| Exercise goal |
Write out again only the lines running from the one that contains "Identify each white house" to the end of the records below, including both the first and the last.
╭─ Records for this exercise
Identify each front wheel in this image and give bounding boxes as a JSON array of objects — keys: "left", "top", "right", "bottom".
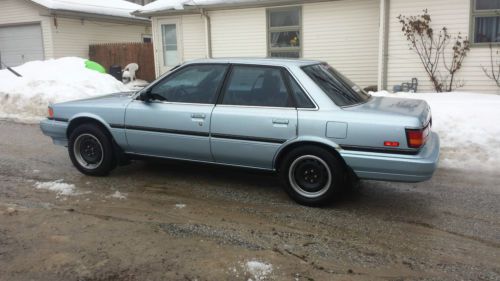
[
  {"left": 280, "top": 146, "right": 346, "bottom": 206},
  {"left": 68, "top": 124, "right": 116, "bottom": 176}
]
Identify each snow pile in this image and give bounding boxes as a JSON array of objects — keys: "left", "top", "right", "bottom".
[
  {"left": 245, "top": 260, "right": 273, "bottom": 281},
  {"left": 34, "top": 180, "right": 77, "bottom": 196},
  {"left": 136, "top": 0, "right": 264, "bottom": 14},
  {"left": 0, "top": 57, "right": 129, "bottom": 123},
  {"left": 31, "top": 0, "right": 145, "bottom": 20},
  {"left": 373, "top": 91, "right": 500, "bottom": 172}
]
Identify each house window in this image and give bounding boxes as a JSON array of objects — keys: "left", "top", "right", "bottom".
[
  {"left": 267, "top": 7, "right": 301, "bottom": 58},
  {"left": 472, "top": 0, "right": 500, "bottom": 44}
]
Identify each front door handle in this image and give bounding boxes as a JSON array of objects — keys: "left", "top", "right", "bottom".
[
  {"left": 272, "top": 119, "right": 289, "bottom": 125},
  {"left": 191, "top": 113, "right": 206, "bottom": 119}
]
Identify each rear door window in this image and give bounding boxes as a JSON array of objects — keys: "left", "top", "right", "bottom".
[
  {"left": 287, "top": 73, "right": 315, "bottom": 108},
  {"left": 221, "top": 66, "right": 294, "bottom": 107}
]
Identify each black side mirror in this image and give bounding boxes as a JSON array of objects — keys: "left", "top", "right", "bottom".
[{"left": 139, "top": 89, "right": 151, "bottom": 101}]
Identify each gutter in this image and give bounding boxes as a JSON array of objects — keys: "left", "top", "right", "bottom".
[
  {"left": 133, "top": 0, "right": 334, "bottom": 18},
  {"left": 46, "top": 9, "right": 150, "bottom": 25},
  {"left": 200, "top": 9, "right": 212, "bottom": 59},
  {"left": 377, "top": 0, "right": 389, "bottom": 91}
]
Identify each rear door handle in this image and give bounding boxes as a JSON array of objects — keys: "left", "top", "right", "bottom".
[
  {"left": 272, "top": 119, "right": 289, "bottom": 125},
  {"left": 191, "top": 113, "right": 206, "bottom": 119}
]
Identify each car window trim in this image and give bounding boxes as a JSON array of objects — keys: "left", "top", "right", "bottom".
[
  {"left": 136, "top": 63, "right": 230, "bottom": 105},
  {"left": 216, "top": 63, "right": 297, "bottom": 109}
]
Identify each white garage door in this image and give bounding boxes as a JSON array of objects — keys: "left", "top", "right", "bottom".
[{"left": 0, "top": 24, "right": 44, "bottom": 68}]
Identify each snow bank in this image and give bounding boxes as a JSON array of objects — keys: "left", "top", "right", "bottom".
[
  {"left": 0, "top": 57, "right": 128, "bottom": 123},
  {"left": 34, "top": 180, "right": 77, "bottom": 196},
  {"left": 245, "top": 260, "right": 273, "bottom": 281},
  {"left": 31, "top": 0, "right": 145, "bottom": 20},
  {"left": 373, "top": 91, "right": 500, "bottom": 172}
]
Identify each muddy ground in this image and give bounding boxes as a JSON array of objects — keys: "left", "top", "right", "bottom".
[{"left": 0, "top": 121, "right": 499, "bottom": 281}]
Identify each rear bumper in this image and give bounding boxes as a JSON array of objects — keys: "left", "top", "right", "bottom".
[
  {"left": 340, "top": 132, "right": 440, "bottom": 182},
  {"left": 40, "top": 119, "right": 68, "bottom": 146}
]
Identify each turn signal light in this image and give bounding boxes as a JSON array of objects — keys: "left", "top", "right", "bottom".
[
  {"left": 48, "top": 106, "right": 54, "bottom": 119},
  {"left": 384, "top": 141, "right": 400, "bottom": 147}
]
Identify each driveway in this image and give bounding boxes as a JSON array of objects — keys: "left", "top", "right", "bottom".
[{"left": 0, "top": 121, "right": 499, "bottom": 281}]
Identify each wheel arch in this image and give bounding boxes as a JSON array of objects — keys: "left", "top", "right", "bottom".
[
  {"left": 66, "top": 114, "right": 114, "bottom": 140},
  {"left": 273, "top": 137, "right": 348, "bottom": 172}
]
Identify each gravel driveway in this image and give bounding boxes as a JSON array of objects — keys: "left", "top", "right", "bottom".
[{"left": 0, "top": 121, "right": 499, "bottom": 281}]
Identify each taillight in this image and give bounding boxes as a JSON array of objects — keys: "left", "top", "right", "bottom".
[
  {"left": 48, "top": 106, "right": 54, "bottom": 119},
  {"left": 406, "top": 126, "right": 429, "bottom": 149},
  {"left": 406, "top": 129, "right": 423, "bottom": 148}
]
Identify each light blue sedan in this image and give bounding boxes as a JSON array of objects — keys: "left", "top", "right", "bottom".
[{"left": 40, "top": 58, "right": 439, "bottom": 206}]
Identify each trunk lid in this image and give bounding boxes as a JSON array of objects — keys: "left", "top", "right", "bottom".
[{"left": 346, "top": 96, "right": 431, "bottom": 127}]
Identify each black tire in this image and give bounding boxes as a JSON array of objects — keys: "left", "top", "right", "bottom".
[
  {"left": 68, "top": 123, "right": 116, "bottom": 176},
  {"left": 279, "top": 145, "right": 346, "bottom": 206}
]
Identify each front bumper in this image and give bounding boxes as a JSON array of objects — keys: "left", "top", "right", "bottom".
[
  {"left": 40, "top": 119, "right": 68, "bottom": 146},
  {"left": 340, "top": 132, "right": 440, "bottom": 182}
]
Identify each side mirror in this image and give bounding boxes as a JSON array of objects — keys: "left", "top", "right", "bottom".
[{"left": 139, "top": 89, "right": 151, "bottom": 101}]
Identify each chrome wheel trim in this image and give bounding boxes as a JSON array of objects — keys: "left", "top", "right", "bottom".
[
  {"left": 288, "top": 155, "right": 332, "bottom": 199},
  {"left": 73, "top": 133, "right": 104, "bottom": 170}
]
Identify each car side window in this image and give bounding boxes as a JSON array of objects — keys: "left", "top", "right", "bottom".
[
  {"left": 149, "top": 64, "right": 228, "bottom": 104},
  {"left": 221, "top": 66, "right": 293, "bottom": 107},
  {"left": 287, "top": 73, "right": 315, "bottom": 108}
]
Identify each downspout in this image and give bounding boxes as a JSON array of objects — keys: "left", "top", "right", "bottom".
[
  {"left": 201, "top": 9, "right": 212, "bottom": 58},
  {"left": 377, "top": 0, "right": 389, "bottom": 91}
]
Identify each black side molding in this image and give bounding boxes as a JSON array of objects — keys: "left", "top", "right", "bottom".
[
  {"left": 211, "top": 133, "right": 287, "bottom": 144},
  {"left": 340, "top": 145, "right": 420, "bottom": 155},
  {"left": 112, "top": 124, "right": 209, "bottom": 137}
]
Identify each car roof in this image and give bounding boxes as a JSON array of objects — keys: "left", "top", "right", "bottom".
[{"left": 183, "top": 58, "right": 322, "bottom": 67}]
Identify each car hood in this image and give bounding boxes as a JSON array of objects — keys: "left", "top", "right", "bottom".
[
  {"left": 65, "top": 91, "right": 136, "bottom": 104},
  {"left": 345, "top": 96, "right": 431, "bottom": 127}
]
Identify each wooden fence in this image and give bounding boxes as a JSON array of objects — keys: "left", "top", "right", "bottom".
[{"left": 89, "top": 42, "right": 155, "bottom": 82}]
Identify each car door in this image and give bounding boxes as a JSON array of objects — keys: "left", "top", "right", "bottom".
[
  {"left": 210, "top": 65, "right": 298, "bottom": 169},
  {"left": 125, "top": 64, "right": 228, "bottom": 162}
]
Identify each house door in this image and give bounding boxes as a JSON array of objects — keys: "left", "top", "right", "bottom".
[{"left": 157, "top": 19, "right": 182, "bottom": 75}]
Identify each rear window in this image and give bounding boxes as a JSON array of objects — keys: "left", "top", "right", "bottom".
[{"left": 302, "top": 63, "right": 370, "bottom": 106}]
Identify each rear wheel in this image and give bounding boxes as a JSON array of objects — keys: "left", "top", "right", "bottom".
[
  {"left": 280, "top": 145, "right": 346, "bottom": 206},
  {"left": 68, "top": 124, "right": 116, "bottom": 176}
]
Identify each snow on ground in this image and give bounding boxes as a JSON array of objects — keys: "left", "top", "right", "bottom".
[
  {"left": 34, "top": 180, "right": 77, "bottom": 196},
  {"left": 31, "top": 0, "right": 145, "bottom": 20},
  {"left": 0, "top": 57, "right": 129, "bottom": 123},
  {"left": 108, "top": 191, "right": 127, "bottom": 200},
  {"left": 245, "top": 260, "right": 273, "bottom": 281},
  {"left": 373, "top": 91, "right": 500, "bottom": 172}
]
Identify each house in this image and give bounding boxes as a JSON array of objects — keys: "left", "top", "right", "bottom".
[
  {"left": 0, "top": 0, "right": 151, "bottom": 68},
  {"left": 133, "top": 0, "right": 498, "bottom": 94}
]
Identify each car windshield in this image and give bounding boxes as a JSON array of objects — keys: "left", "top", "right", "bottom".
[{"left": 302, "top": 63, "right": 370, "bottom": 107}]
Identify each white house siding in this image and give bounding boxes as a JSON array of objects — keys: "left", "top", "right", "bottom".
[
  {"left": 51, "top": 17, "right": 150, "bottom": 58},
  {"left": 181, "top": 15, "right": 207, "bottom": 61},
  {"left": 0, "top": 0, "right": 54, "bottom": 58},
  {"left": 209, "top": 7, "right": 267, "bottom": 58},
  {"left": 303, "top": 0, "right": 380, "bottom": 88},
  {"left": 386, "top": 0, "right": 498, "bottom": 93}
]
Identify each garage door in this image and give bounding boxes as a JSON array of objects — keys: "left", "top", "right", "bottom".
╰─
| Task response |
Identify each white house siding in this image and give bounding boxes as a JSON array of objects — keys: "left", "top", "right", "bottom".
[
  {"left": 51, "top": 17, "right": 150, "bottom": 58},
  {"left": 181, "top": 15, "right": 207, "bottom": 61},
  {"left": 0, "top": 0, "right": 54, "bottom": 58},
  {"left": 209, "top": 7, "right": 267, "bottom": 58},
  {"left": 303, "top": 0, "right": 380, "bottom": 88},
  {"left": 386, "top": 0, "right": 498, "bottom": 93}
]
Identify each garage door in this image and give bounding boxes as a JSON array of objects — keys: "left", "top", "right", "bottom".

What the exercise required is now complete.